[Task prompt]: All lines of the material below that include the string "dark" are to be copied.

[Given records]:
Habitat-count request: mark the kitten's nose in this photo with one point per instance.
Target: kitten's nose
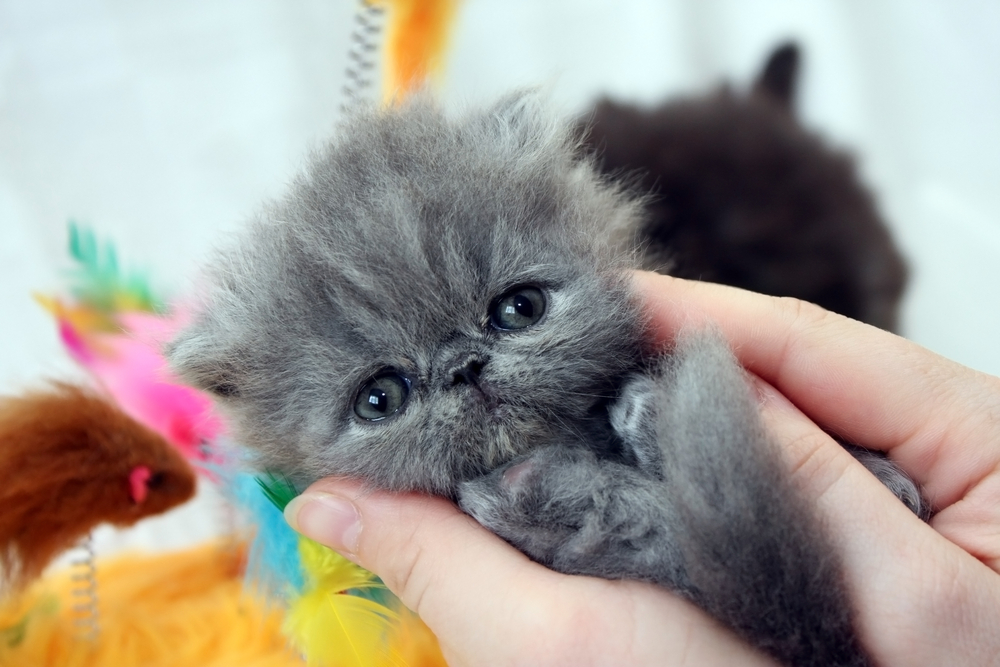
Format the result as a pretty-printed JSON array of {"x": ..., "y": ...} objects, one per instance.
[{"x": 465, "y": 369}]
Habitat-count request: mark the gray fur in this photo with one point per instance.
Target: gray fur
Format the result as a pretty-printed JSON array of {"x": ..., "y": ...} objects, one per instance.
[{"x": 568, "y": 438}]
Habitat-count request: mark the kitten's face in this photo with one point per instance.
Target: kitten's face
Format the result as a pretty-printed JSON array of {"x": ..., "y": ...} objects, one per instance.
[{"x": 434, "y": 298}]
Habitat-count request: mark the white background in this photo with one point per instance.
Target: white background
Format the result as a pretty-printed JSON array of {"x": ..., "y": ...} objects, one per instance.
[{"x": 162, "y": 125}]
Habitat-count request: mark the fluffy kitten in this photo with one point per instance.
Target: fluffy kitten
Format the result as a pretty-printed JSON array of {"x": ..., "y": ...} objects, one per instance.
[
  {"x": 744, "y": 195},
  {"x": 444, "y": 305}
]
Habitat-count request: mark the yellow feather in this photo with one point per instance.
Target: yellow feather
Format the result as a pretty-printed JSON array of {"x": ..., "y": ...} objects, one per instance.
[{"x": 330, "y": 627}]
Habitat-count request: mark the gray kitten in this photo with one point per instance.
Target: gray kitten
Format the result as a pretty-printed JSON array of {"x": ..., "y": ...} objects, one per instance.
[{"x": 444, "y": 305}]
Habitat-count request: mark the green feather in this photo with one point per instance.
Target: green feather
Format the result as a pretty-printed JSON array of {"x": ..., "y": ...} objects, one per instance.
[
  {"x": 99, "y": 281},
  {"x": 278, "y": 489}
]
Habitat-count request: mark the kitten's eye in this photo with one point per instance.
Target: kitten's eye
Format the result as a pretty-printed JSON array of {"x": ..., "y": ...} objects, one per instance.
[
  {"x": 519, "y": 308},
  {"x": 382, "y": 396}
]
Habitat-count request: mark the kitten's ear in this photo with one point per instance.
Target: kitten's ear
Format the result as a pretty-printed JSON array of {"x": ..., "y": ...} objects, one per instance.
[
  {"x": 779, "y": 78},
  {"x": 524, "y": 115},
  {"x": 198, "y": 360}
]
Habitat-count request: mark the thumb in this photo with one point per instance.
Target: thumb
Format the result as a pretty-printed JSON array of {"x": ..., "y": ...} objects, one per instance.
[
  {"x": 489, "y": 604},
  {"x": 442, "y": 564}
]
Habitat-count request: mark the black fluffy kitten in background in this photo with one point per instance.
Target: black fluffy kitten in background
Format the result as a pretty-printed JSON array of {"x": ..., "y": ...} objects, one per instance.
[
  {"x": 444, "y": 305},
  {"x": 744, "y": 195}
]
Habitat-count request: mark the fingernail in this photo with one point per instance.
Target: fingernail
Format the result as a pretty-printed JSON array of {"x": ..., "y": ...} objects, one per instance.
[
  {"x": 768, "y": 395},
  {"x": 327, "y": 519}
]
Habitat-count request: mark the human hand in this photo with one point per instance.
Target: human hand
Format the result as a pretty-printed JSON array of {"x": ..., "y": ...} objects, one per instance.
[
  {"x": 489, "y": 605},
  {"x": 924, "y": 595}
]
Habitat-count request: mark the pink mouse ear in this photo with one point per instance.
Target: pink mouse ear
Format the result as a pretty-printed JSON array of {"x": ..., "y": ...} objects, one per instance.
[{"x": 137, "y": 479}]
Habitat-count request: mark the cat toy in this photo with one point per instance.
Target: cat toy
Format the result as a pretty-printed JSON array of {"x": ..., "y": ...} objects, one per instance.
[{"x": 71, "y": 460}]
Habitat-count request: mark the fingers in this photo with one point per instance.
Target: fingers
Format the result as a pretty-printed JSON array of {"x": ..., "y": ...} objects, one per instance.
[
  {"x": 866, "y": 385},
  {"x": 920, "y": 599},
  {"x": 489, "y": 605}
]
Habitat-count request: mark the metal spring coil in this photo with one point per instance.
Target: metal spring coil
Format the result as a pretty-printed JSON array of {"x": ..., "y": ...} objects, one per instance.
[
  {"x": 362, "y": 54},
  {"x": 84, "y": 592}
]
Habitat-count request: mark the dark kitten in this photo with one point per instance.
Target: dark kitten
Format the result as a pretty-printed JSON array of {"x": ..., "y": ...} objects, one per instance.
[
  {"x": 744, "y": 195},
  {"x": 444, "y": 305}
]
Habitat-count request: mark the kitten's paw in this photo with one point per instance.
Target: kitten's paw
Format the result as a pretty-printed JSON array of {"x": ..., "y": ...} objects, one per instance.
[
  {"x": 577, "y": 514},
  {"x": 633, "y": 418},
  {"x": 894, "y": 479}
]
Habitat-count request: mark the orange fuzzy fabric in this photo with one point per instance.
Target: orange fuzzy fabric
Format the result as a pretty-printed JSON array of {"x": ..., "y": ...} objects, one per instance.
[
  {"x": 184, "y": 609},
  {"x": 70, "y": 460}
]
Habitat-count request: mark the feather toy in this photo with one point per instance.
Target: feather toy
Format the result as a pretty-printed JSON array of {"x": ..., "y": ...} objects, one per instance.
[
  {"x": 416, "y": 40},
  {"x": 114, "y": 326},
  {"x": 69, "y": 461},
  {"x": 343, "y": 615}
]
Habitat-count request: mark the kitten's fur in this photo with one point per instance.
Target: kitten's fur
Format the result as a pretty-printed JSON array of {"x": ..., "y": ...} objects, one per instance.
[
  {"x": 745, "y": 196},
  {"x": 570, "y": 438}
]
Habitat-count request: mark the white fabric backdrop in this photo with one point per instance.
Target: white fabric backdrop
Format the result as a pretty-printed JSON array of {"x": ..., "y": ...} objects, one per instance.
[{"x": 162, "y": 125}]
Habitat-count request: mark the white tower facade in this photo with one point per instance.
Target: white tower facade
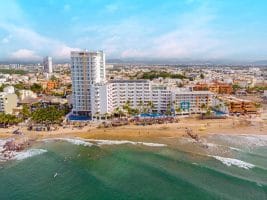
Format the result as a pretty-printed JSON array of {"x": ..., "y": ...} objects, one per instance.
[
  {"x": 87, "y": 71},
  {"x": 48, "y": 65}
]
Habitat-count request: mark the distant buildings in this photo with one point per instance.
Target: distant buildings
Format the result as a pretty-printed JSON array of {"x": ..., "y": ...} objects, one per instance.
[
  {"x": 8, "y": 100},
  {"x": 87, "y": 70},
  {"x": 48, "y": 65},
  {"x": 92, "y": 94}
]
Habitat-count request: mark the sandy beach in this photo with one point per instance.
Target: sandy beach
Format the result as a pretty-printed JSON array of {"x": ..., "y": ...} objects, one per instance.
[{"x": 149, "y": 133}]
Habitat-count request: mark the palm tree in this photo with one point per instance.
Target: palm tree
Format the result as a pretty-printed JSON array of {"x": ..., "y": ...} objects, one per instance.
[
  {"x": 97, "y": 115},
  {"x": 151, "y": 106},
  {"x": 140, "y": 105},
  {"x": 106, "y": 116},
  {"x": 178, "y": 110},
  {"x": 203, "y": 107}
]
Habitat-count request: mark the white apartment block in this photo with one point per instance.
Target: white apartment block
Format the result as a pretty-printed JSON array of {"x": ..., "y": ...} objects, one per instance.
[
  {"x": 93, "y": 95},
  {"x": 191, "y": 101},
  {"x": 48, "y": 65},
  {"x": 87, "y": 70},
  {"x": 8, "y": 102}
]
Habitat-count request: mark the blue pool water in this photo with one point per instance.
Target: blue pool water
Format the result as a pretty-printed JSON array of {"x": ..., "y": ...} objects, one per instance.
[
  {"x": 151, "y": 115},
  {"x": 78, "y": 118}
]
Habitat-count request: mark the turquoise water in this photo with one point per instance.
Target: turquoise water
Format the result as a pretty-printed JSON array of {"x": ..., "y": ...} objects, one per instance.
[{"x": 68, "y": 171}]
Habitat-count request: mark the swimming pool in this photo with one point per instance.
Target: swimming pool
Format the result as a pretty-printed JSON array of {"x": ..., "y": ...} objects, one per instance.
[
  {"x": 78, "y": 118},
  {"x": 154, "y": 115}
]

[Written response]:
Habitat-count request: mark the dark kitten in this photo with one point per instance.
Target: dark kitten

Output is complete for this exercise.